-- begin Raw data --

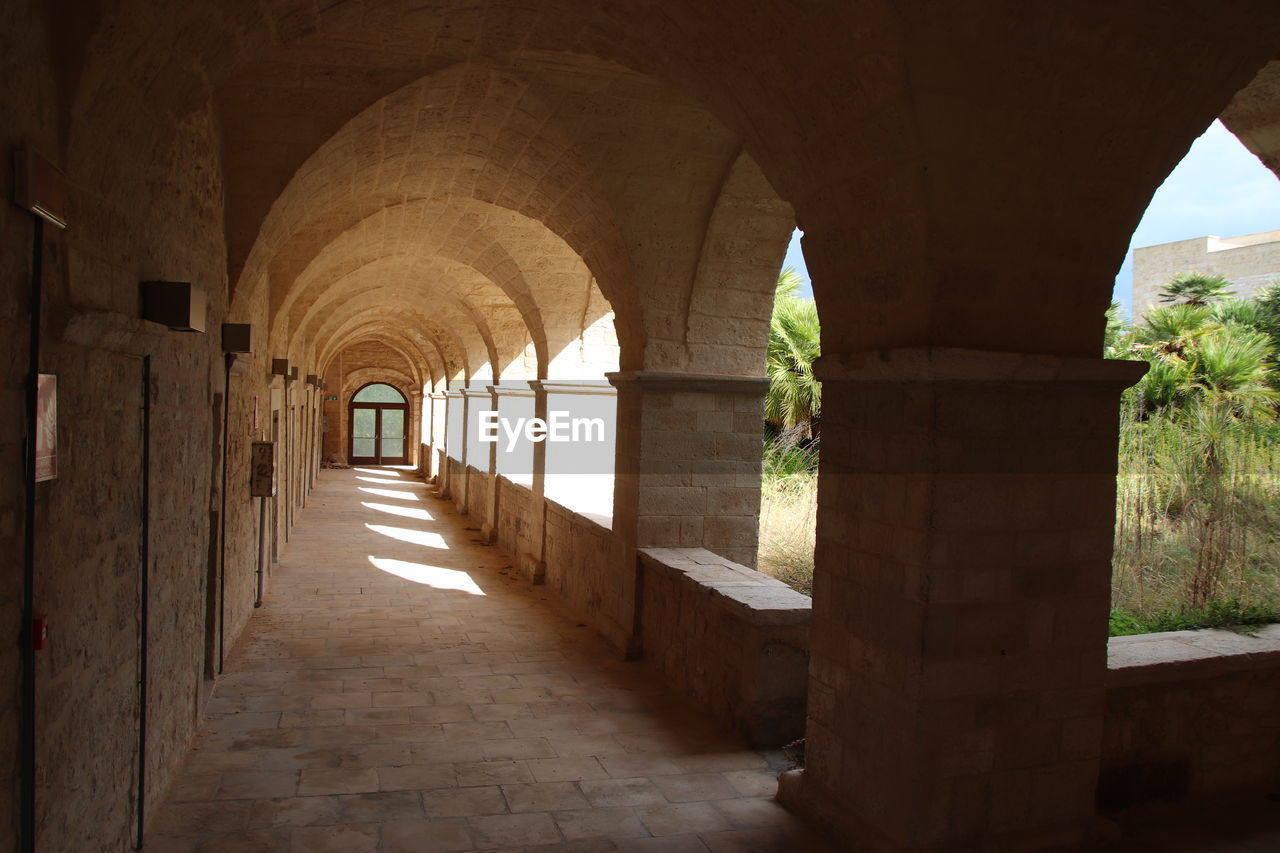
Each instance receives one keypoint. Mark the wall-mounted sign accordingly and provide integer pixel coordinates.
(261, 471)
(46, 427)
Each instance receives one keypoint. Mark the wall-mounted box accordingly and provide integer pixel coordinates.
(179, 305)
(261, 470)
(237, 337)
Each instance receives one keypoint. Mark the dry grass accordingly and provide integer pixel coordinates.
(1197, 537)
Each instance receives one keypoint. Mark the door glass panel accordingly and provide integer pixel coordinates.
(393, 433)
(393, 423)
(378, 393)
(364, 423)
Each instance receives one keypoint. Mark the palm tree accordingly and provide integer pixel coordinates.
(1196, 288)
(794, 398)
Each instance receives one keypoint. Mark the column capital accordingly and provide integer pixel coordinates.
(511, 391)
(574, 387)
(690, 382)
(959, 365)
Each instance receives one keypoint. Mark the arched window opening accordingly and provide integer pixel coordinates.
(789, 487)
(379, 425)
(1198, 493)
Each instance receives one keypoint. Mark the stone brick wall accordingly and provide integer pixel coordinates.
(479, 493)
(1191, 714)
(515, 523)
(1251, 261)
(730, 638)
(583, 568)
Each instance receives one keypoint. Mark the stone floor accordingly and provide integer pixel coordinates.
(401, 690)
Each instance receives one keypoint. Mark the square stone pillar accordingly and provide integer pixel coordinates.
(521, 465)
(688, 470)
(958, 656)
(475, 454)
(455, 445)
(437, 445)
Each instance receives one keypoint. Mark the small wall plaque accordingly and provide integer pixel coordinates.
(261, 482)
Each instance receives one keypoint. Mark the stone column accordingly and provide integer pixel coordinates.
(521, 465)
(958, 656)
(414, 429)
(475, 455)
(455, 430)
(438, 420)
(688, 470)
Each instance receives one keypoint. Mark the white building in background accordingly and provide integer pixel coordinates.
(1251, 261)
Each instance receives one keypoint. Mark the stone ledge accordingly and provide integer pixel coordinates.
(694, 382)
(954, 364)
(753, 596)
(1174, 656)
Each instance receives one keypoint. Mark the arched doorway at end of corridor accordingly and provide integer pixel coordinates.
(378, 425)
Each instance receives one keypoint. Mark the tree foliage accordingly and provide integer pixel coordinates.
(794, 398)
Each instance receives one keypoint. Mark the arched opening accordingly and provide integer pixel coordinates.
(378, 424)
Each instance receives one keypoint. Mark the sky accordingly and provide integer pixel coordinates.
(1219, 188)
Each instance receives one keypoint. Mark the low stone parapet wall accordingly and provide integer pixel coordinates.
(1191, 714)
(732, 639)
(583, 562)
(515, 518)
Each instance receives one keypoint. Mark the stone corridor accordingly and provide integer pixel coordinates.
(402, 692)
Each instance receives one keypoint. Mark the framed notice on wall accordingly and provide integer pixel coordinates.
(261, 469)
(46, 427)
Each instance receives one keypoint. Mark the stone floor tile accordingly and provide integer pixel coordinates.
(380, 807)
(506, 830)
(492, 772)
(566, 769)
(544, 797)
(753, 813)
(694, 787)
(464, 802)
(183, 819)
(622, 792)
(426, 836)
(416, 778)
(295, 811)
(346, 780)
(599, 822)
(753, 783)
(255, 785)
(629, 766)
(684, 819)
(668, 844)
(266, 840)
(336, 839)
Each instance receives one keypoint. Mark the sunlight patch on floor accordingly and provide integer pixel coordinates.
(403, 511)
(433, 576)
(391, 493)
(405, 534)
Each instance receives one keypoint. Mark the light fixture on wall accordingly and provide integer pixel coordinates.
(39, 186)
(237, 337)
(179, 305)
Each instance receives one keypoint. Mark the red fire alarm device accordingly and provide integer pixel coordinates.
(40, 632)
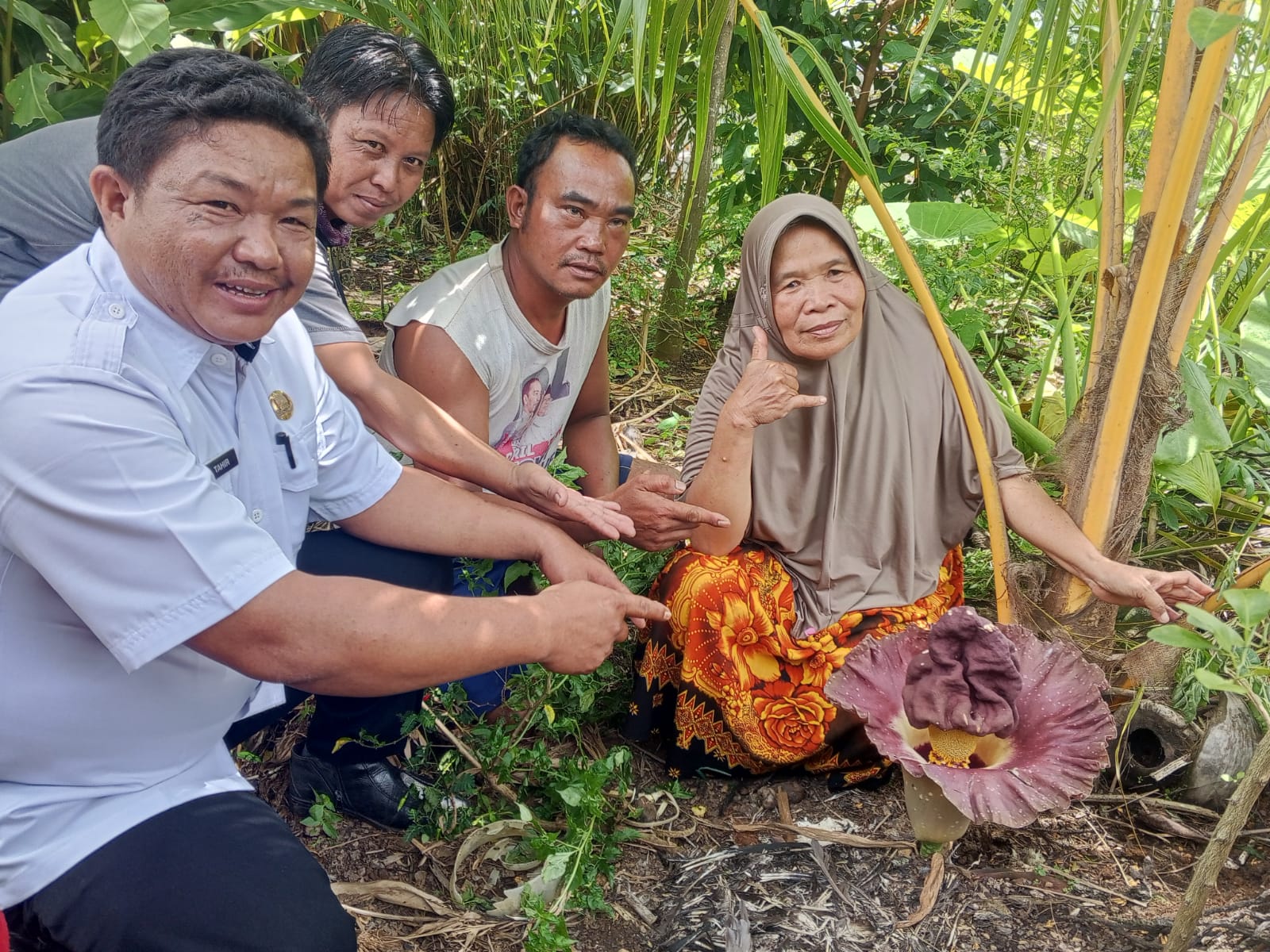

-- end Raw data --

Task instructions » Reproduce all the material above with "integer pixel coordinates" replaced by "whole-number pixel coordinates" wherever it occurs, keeping everything else the same. Leave the pictures out.

Written response »
Each instance receives one keypoint. Mark the wall-mounted sign accordingly and provide whole-number pixel coordinates.
(261, 471)
(46, 427)
Each instance receives one keypoint. Mark the wall-mounted box accordingly and provide whole-number pixel coordinates.
(179, 305)
(261, 470)
(237, 337)
Each instance receives one keypoint. Mark the dry grass accordingly and provide whole-number pixel coordinates.
(1197, 537)
Each instance receives one keypoint. Mark the door glass panel accordingly and provide whole-number pixel coordinates.
(393, 433)
(393, 423)
(378, 393)
(364, 423)
Each instance receives one keypoint. Mark the palm tree accordingly and provide whole-number pixel coordinates.
(1196, 288)
(794, 398)
Each instance receives one keypoint. Mark the column capital accordingly and provide whole-number pixel coordinates.
(511, 391)
(574, 387)
(690, 382)
(959, 365)
Each instance receives one keypoint. Mark the arched window opening accordingly and provide whole-number pixel coordinates.
(789, 487)
(379, 425)
(1198, 493)
Each instance receives one keypoint. Mark the stone brick wall accordingly and provide whole-number pixel coordinates.
(479, 493)
(1191, 714)
(515, 523)
(1251, 261)
(730, 638)
(583, 568)
Each instance receives one keypoint. Mark the stone floor accordingly and provide whole-number pixel coordinates.
(401, 690)
Each instance receives one keypoint. Mark the square stone pillar accordingly and provide whole-number pixel coordinates.
(521, 465)
(688, 470)
(958, 656)
(475, 454)
(455, 445)
(437, 445)
Each instance receives one keypoint. Mark the small wall plaque accordingly and provide whole-number pixel coordinates.
(261, 482)
Each instance receives one keypoint. Mark the stone column accordingly and provide whole-number pixel coordinates.
(521, 465)
(958, 656)
(414, 429)
(475, 455)
(455, 430)
(438, 420)
(688, 470)
Each instance receives one keypoint. Mark the white building in background accordingly and provide whole-number pixel coordinates.
(1251, 261)
Each instance receives one keypoint. Mark the stone ledge accordingly and provide whole-number pixel coordinates.
(694, 382)
(954, 364)
(753, 596)
(1174, 656)
Each instance receives one keypoint. Mark the arched doorway at end of corridor accordingly and provide whole-number pixel coordinates.
(378, 425)
Each instance receives one keypoint. Mark the tree foliage accordingly and provide whole-number pixel coordinates.
(794, 398)
Each instance receives one keypoint. Mark the arched opening accordingly and provide whole-number pixel coordinates.
(378, 424)
Each instance receives one keypoint. Mark the sky accordingly and provide whole-number pixel coordinates.
(1219, 188)
Each instance receives one keypoint. Mark the low stone parapet wall accordingly and provide whole-number pixel coordinates.
(1191, 714)
(732, 639)
(583, 562)
(515, 518)
Each instance receives one keypoint. Mark the stone corridor accordingly and provide whole-number pixel coordinates.
(402, 692)
Each instance receives one keypoint. Mark the framed notice on wall accordingly and provide whole-number pixel coordinates.
(261, 469)
(46, 427)
Each instance receives one keypoint. Mark the stone floor tile accordingly and provide whole-number pixel coordinates.
(380, 807)
(506, 830)
(492, 772)
(566, 769)
(544, 797)
(753, 813)
(694, 787)
(464, 802)
(183, 819)
(622, 792)
(426, 836)
(416, 778)
(295, 811)
(346, 780)
(599, 822)
(753, 783)
(255, 785)
(629, 766)
(684, 819)
(668, 844)
(266, 840)
(336, 839)
Each instance receives one keypoint. Mark the sunlight patch on floor accordingly and provide whole-number pixel coordinates.
(403, 511)
(433, 576)
(391, 493)
(405, 534)
Each instance receives one keypoint. Mark the light fixture on wall accordingly and provide whole-number pixel coordinates.
(39, 186)
(237, 337)
(179, 305)
Each instance receives one keypoint. Mark the red fire alarm device accordingly and provide whole-number pixel coordinates.
(40, 632)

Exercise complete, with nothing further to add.